▸ **THE PROBLEM**
Count the lines in the data below that contain the string "photo", matching case exactly. Reply with the number alone.

▸ **SUPPLIED RECORDS**
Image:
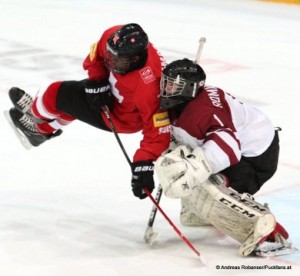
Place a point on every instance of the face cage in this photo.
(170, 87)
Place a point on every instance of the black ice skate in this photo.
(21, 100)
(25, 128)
* * *
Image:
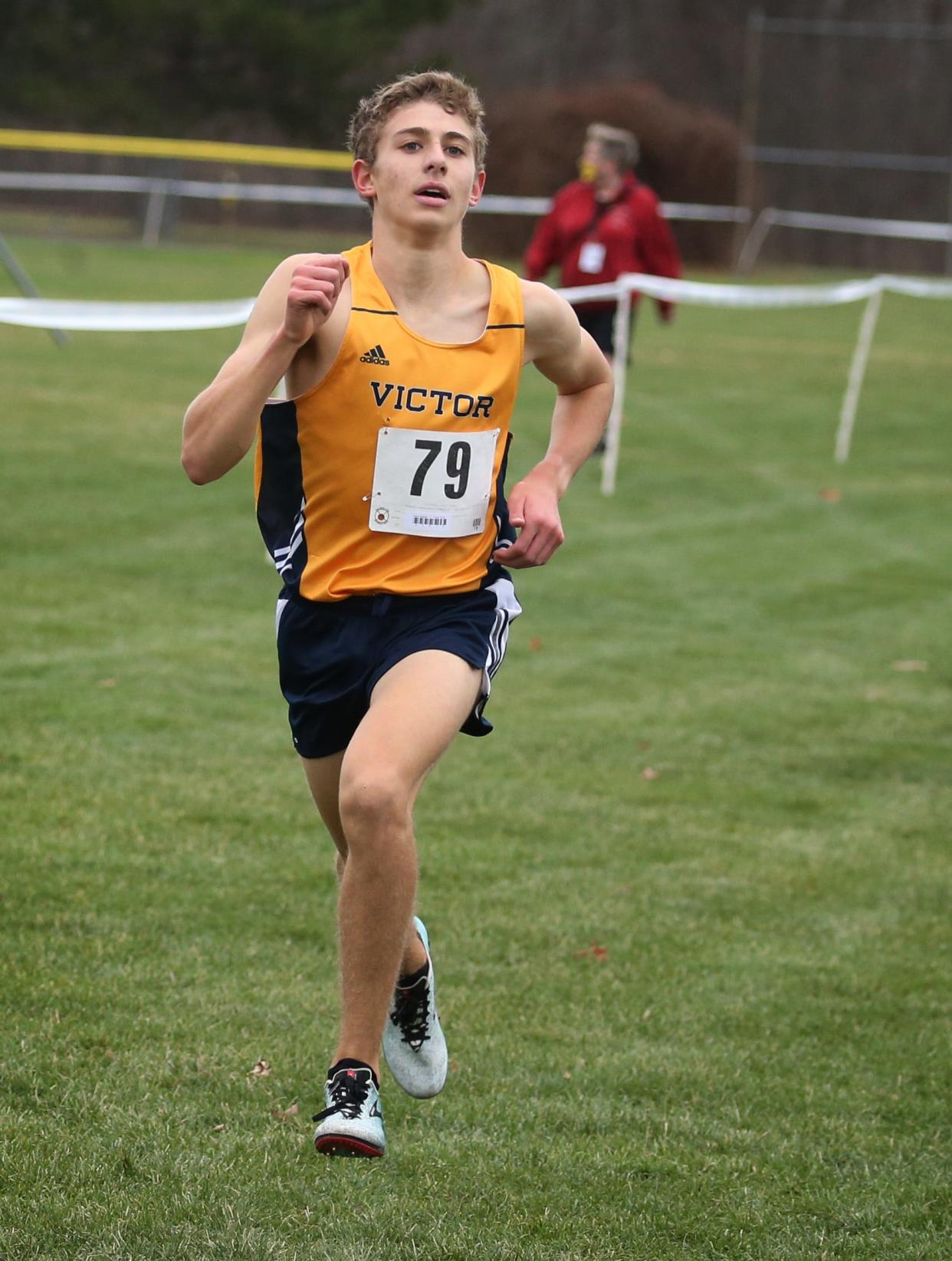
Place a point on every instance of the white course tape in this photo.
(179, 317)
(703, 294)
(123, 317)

▸ **FULL RESPONSE**
3